WHAT TO PRODUCE: Pull out the lines of the material from the line with "Annotation guideline. For every instance of the park" up to and including the line with "[(104, 174), (291, 174)]", and reproduce them verbatim.

RECORDS FOR THE EXERCISE:
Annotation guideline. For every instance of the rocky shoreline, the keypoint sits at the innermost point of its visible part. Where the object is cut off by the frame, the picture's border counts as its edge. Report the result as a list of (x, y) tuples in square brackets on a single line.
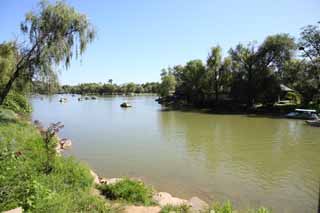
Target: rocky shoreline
[(161, 198)]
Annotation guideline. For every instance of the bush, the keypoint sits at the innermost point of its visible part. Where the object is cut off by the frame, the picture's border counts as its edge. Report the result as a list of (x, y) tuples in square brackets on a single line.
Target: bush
[(176, 209), (227, 208), (17, 102), (24, 183), (135, 192)]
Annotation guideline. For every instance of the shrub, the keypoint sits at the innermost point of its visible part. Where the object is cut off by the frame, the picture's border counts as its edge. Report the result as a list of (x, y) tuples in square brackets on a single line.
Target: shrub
[(24, 183), (176, 209), (7, 115), (17, 102), (128, 190)]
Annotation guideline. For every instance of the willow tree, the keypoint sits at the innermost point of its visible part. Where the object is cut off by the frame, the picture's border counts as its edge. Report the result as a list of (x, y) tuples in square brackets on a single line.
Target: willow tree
[(53, 35)]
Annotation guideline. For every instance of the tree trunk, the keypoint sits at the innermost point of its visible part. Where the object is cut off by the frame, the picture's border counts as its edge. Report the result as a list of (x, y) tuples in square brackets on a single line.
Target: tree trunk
[(8, 86), (250, 92)]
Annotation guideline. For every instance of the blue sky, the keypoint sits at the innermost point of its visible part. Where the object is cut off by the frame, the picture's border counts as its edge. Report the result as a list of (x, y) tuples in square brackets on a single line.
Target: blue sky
[(137, 38)]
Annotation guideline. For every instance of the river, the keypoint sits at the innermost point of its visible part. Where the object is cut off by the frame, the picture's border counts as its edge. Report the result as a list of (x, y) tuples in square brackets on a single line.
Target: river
[(251, 160)]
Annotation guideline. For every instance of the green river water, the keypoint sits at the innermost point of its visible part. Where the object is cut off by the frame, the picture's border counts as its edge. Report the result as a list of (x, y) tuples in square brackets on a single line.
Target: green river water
[(252, 161)]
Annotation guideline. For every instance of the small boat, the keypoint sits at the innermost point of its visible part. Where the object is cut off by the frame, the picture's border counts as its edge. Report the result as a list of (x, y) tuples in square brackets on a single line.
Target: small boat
[(305, 114), (125, 105), (314, 122), (62, 100)]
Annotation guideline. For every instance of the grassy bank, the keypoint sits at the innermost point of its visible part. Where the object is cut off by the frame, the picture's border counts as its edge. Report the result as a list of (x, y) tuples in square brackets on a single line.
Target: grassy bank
[(23, 181), (67, 187)]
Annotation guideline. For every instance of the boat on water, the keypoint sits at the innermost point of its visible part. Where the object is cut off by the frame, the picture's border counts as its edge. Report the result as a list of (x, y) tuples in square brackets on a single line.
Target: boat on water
[(314, 122), (305, 114), (125, 105), (63, 100)]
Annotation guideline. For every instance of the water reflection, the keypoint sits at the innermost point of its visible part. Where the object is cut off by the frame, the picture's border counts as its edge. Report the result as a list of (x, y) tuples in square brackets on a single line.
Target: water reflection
[(251, 160)]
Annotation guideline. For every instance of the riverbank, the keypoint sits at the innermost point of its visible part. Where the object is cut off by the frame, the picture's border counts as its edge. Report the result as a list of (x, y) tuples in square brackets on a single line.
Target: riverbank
[(70, 186)]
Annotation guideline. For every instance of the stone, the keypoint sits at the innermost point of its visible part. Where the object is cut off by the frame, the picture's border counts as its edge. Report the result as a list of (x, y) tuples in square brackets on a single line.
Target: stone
[(65, 143), (142, 209), (16, 210), (198, 205), (164, 198)]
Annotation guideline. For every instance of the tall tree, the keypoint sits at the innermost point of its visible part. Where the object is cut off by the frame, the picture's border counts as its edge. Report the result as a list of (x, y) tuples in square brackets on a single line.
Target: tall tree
[(53, 35), (214, 65)]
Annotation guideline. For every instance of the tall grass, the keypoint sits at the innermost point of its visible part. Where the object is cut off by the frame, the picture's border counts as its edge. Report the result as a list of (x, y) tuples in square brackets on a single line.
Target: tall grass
[(24, 183), (127, 190)]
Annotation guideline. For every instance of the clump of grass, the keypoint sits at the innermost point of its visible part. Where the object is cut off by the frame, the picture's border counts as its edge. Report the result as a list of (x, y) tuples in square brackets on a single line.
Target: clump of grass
[(23, 181), (175, 209), (228, 208), (7, 115), (131, 191), (222, 208), (260, 210)]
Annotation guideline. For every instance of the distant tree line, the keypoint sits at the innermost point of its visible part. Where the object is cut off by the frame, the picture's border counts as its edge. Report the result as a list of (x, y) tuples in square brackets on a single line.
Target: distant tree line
[(250, 74), (95, 88)]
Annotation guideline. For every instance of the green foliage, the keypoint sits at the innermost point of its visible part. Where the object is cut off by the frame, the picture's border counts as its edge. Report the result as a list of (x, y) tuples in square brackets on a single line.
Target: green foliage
[(23, 182), (7, 115), (175, 209), (261, 210), (294, 97), (108, 88), (17, 103), (223, 208), (168, 83), (128, 190), (54, 34)]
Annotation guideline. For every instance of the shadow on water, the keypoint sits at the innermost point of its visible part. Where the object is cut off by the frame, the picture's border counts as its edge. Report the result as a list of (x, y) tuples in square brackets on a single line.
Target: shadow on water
[(215, 112)]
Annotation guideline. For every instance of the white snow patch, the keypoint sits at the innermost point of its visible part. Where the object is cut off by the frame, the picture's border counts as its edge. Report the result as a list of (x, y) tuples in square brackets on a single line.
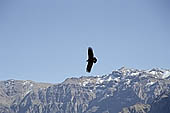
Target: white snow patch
[(150, 83)]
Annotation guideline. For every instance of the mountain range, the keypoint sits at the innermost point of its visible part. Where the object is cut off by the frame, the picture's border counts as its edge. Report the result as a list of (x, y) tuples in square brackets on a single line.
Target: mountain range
[(125, 90)]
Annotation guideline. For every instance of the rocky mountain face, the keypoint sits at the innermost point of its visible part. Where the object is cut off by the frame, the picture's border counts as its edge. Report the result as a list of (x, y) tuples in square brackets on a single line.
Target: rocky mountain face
[(123, 91)]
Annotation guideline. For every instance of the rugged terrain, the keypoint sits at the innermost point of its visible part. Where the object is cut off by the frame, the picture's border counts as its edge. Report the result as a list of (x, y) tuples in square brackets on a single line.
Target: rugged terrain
[(122, 91)]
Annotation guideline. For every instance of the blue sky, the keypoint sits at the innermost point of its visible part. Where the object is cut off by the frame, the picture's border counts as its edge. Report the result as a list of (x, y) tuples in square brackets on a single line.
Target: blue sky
[(47, 40)]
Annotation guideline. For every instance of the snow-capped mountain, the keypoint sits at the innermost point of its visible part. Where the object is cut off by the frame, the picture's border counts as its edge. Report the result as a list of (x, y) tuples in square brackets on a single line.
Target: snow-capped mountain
[(124, 90)]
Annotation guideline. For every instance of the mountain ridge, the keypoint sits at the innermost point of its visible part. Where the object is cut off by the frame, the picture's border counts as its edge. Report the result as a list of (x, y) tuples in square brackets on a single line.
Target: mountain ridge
[(123, 90)]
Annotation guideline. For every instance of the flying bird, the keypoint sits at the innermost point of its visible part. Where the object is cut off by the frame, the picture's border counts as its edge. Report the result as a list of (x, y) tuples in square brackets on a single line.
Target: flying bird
[(91, 59)]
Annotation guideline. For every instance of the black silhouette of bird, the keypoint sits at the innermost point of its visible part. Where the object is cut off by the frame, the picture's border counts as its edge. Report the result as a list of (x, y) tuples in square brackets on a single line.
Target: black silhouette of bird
[(91, 59)]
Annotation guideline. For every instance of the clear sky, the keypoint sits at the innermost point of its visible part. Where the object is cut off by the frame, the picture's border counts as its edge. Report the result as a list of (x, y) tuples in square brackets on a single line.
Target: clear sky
[(47, 40)]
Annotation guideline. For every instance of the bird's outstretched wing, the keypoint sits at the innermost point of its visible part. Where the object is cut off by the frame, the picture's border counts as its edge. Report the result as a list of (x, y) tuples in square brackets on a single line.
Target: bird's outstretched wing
[(89, 66), (90, 53)]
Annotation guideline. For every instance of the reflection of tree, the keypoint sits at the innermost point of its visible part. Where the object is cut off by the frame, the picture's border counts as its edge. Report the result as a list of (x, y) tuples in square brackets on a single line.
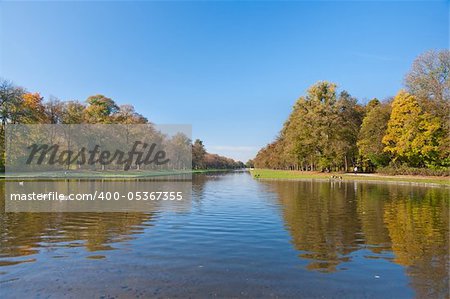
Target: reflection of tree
[(322, 220), (328, 221), (25, 233), (418, 227)]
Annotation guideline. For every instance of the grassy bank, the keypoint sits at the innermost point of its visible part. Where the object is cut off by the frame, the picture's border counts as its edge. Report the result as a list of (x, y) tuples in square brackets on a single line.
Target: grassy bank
[(291, 174), (132, 174)]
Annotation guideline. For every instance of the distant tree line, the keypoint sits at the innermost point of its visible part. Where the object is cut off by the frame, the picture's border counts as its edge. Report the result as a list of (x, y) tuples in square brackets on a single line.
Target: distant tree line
[(201, 159), (19, 106), (327, 130)]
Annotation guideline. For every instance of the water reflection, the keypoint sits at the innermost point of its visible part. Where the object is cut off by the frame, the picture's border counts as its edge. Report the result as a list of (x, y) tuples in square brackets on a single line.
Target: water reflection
[(328, 221), (24, 234)]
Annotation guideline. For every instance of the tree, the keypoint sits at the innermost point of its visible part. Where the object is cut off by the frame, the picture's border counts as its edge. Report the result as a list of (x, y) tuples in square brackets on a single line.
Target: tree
[(412, 134), (100, 109), (54, 109), (73, 113), (429, 76), (198, 154), (33, 109), (373, 128)]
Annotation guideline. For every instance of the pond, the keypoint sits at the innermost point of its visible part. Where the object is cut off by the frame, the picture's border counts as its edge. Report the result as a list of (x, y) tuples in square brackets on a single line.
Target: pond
[(239, 237)]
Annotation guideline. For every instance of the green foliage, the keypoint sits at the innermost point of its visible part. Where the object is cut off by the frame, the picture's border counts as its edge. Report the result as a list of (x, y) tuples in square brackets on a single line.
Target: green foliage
[(412, 134), (330, 132), (373, 128), (320, 133), (19, 106)]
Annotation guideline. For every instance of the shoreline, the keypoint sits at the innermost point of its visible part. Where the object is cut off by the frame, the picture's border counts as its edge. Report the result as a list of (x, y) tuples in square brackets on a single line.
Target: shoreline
[(61, 175), (299, 175)]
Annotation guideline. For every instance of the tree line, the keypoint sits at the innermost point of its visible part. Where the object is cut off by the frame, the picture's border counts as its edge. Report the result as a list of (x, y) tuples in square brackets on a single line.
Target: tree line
[(329, 130), (201, 159), (19, 106)]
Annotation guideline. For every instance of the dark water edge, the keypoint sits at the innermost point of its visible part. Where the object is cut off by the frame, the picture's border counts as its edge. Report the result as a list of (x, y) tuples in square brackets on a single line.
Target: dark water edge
[(238, 237)]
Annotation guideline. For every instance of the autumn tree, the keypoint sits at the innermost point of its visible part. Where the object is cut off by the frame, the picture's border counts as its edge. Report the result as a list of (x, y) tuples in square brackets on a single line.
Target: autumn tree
[(373, 128), (412, 134), (100, 109), (198, 154)]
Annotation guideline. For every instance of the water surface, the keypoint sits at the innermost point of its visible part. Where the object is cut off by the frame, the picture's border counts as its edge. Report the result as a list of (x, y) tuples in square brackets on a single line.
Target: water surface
[(238, 237)]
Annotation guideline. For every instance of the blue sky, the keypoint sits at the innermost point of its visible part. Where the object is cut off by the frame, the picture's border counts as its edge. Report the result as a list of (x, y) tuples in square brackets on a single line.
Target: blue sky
[(231, 69)]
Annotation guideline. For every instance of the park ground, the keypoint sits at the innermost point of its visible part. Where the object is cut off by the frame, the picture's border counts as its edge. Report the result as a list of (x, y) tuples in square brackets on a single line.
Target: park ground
[(298, 175)]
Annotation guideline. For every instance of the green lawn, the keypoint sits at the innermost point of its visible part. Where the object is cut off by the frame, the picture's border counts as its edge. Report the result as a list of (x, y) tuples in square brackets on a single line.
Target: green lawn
[(104, 174), (291, 174)]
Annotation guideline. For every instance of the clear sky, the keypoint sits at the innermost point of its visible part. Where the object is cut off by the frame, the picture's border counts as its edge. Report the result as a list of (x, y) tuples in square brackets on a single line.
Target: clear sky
[(231, 69)]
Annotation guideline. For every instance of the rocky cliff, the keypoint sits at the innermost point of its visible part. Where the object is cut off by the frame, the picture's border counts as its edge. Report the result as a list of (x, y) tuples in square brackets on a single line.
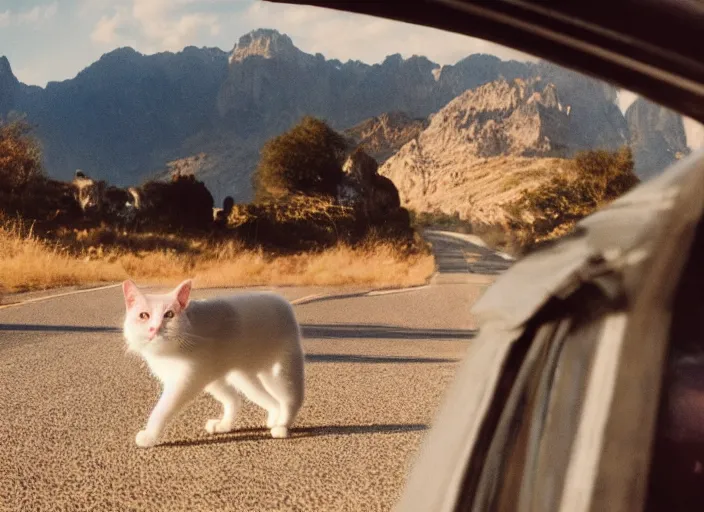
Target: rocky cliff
[(657, 137), (381, 137), (123, 117), (483, 149)]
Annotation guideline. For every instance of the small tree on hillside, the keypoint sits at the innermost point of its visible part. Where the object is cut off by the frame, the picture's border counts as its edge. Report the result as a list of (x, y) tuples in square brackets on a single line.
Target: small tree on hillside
[(595, 178), (307, 160), (20, 156)]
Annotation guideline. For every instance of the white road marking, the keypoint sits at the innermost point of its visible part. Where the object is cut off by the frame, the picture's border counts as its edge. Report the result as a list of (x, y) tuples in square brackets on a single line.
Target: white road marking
[(74, 292)]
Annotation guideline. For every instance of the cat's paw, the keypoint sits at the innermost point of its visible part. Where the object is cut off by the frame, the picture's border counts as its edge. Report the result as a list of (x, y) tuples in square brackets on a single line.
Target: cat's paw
[(216, 426), (271, 419), (279, 432), (145, 439)]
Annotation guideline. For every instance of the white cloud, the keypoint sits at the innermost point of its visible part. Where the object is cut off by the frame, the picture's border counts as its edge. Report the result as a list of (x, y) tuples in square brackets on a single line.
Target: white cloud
[(35, 16), (105, 31)]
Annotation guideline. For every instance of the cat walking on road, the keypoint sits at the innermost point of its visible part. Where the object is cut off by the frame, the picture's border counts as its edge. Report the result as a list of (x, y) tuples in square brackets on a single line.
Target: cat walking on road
[(248, 342)]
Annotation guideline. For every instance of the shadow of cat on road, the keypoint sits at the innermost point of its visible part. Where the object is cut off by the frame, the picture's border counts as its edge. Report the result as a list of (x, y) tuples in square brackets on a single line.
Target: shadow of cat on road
[(262, 434)]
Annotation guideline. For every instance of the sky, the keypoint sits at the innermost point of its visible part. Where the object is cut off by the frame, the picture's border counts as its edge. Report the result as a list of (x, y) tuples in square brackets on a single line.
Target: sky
[(52, 40)]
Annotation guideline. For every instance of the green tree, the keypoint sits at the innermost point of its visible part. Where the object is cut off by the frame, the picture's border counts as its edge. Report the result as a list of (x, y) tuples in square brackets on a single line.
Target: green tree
[(20, 156), (307, 160), (594, 178)]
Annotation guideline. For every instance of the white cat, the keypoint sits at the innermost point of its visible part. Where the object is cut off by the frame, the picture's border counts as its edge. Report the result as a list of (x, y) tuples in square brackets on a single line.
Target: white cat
[(249, 342)]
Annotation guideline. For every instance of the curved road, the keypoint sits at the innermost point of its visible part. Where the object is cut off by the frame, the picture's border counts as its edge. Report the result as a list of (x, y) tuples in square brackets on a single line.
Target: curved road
[(71, 403)]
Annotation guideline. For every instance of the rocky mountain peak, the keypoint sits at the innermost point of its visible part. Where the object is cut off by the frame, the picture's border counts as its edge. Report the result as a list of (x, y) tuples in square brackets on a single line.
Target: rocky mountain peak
[(383, 135), (5, 68), (657, 136), (267, 43), (8, 86)]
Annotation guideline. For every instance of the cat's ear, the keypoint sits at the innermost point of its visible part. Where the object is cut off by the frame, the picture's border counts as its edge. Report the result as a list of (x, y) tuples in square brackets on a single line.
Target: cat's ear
[(131, 293), (183, 292)]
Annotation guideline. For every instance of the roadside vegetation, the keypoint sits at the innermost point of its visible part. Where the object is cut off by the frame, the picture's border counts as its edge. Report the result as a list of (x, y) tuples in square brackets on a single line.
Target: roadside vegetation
[(295, 233)]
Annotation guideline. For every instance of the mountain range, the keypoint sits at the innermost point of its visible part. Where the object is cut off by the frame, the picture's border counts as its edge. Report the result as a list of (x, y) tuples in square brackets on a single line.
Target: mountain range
[(124, 117)]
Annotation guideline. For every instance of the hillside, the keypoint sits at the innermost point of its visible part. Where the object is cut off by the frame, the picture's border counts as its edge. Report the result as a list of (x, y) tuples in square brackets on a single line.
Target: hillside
[(483, 149), (125, 116)]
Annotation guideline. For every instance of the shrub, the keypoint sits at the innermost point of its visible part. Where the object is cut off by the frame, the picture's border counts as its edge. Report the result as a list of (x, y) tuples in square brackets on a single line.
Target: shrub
[(594, 178), (307, 159), (20, 157)]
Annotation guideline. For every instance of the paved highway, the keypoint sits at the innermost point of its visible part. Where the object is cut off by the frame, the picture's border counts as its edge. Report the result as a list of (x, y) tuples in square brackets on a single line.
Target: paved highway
[(71, 402)]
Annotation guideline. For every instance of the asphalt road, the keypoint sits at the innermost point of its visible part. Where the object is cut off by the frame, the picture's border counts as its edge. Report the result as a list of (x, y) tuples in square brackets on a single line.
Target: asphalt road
[(71, 402)]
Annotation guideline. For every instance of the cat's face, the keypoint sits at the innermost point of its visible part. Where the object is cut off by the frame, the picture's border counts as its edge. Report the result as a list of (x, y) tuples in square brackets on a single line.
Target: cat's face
[(148, 318)]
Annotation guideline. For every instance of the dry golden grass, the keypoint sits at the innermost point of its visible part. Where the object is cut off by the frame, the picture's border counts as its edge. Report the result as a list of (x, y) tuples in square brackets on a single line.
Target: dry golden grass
[(29, 263)]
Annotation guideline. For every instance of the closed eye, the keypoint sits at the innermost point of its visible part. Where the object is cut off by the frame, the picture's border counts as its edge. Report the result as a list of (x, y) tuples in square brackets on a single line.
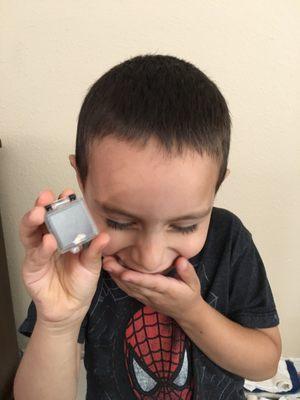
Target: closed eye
[(118, 226)]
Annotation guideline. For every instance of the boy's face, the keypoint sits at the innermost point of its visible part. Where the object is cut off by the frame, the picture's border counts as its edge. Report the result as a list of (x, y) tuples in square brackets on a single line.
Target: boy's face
[(156, 191)]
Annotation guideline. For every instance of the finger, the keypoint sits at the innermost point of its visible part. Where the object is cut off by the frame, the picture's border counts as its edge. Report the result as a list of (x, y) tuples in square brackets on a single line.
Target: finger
[(30, 230), (41, 255), (187, 273), (90, 258), (137, 280)]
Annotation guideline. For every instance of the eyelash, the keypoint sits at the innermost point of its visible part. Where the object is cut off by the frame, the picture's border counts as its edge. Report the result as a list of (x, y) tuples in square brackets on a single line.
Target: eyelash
[(117, 226)]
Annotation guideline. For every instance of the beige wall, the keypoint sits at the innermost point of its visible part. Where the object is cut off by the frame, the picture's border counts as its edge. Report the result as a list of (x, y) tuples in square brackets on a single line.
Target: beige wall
[(52, 51)]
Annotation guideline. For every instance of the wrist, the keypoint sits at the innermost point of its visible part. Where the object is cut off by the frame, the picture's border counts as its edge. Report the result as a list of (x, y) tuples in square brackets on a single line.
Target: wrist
[(59, 328), (193, 313)]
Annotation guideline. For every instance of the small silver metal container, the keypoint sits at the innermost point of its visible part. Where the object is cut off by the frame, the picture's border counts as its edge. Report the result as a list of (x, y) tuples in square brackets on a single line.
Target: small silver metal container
[(70, 221)]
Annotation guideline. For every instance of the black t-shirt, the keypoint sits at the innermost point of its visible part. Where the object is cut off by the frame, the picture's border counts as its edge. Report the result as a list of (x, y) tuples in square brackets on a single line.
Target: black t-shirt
[(134, 352)]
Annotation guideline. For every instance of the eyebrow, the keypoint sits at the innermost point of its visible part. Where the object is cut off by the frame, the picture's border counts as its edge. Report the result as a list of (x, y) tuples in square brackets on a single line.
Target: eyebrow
[(108, 208)]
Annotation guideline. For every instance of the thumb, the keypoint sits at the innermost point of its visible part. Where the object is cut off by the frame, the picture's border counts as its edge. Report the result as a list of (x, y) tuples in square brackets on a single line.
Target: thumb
[(187, 273)]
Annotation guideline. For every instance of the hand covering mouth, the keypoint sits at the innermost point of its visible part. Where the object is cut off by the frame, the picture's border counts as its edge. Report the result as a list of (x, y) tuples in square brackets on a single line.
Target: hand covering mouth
[(168, 271)]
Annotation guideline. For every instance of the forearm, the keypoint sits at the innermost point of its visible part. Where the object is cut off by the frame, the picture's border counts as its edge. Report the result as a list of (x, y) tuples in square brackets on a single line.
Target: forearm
[(48, 366), (245, 352)]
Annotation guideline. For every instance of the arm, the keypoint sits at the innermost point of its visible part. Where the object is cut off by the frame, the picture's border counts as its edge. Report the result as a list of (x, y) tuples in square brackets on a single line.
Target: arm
[(251, 353), (48, 369)]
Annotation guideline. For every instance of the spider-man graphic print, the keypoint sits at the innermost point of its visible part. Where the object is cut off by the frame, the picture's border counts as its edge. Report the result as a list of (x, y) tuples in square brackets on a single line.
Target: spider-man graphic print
[(133, 352), (157, 357)]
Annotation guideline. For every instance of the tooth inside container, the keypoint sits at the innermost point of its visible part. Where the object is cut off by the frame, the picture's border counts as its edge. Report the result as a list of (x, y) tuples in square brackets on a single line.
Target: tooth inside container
[(79, 238)]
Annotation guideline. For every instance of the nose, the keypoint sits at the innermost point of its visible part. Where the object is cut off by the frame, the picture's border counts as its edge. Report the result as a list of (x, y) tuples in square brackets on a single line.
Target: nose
[(148, 252)]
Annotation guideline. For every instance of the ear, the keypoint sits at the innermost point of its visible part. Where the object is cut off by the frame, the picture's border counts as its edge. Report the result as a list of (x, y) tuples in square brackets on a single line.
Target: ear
[(72, 160), (227, 173)]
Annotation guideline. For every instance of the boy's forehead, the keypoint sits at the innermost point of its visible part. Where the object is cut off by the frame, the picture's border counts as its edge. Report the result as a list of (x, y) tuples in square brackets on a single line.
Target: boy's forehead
[(117, 167)]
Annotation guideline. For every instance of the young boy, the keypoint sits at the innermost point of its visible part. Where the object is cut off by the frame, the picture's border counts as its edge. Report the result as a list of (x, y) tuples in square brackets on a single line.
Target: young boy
[(171, 298)]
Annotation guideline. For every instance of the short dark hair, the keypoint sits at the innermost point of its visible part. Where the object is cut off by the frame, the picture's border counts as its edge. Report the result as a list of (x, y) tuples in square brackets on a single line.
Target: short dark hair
[(155, 96)]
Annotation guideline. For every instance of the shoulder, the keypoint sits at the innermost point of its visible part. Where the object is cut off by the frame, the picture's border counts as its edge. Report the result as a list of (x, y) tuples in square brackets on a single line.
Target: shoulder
[(226, 235), (224, 222)]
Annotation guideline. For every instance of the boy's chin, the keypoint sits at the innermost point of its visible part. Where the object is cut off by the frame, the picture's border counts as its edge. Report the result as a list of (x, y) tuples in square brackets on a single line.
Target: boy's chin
[(169, 271)]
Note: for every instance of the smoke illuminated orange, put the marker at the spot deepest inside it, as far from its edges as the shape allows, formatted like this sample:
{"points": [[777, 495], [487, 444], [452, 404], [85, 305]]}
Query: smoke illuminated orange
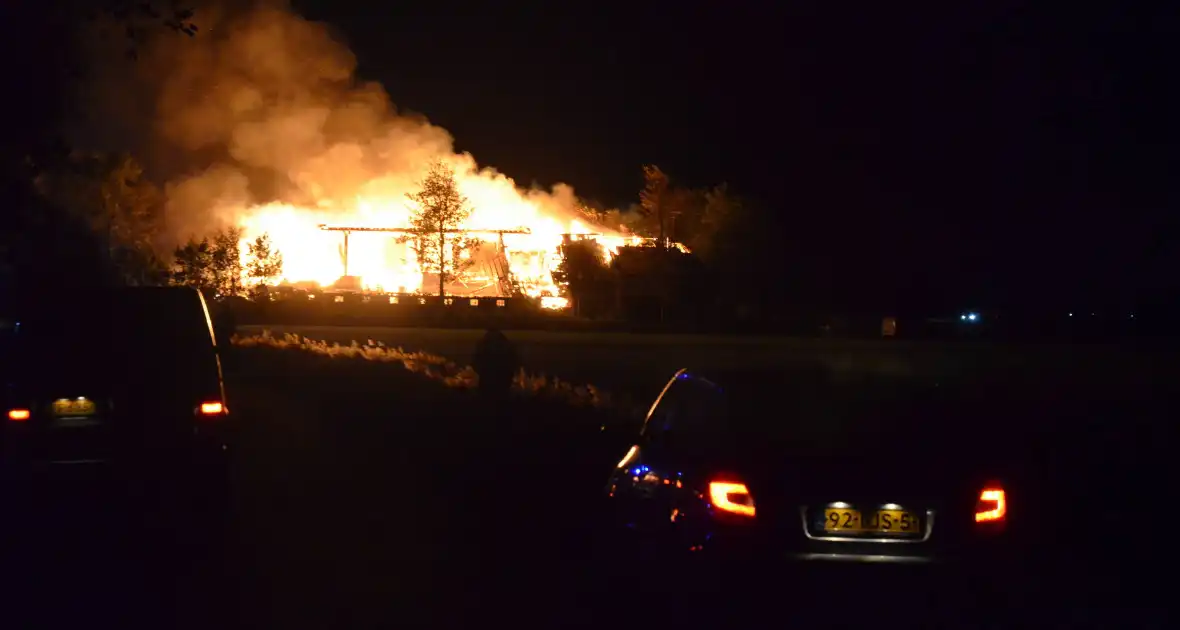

ANSWER TO THIS EXERCISE:
Annotation guideline. For every instance of the park ground, the keypoint sits at the innermost point of its visible part. Where the object is cut off by the frame, the picture's border counts as its edge. Report the result as a list of (x, y) tuples in square brackets on a single line.
Target: park ground
[(298, 175)]
Annotation guideline. For every instance of the green lawn, the keypoint sits at the innermost point of its visible part. Where the object is cut off by the frame, the picture's border counts as its edge. Report the result as a list of (x, y) tuples in square brackets on a single line.
Target: green lawn
[(104, 174), (291, 174)]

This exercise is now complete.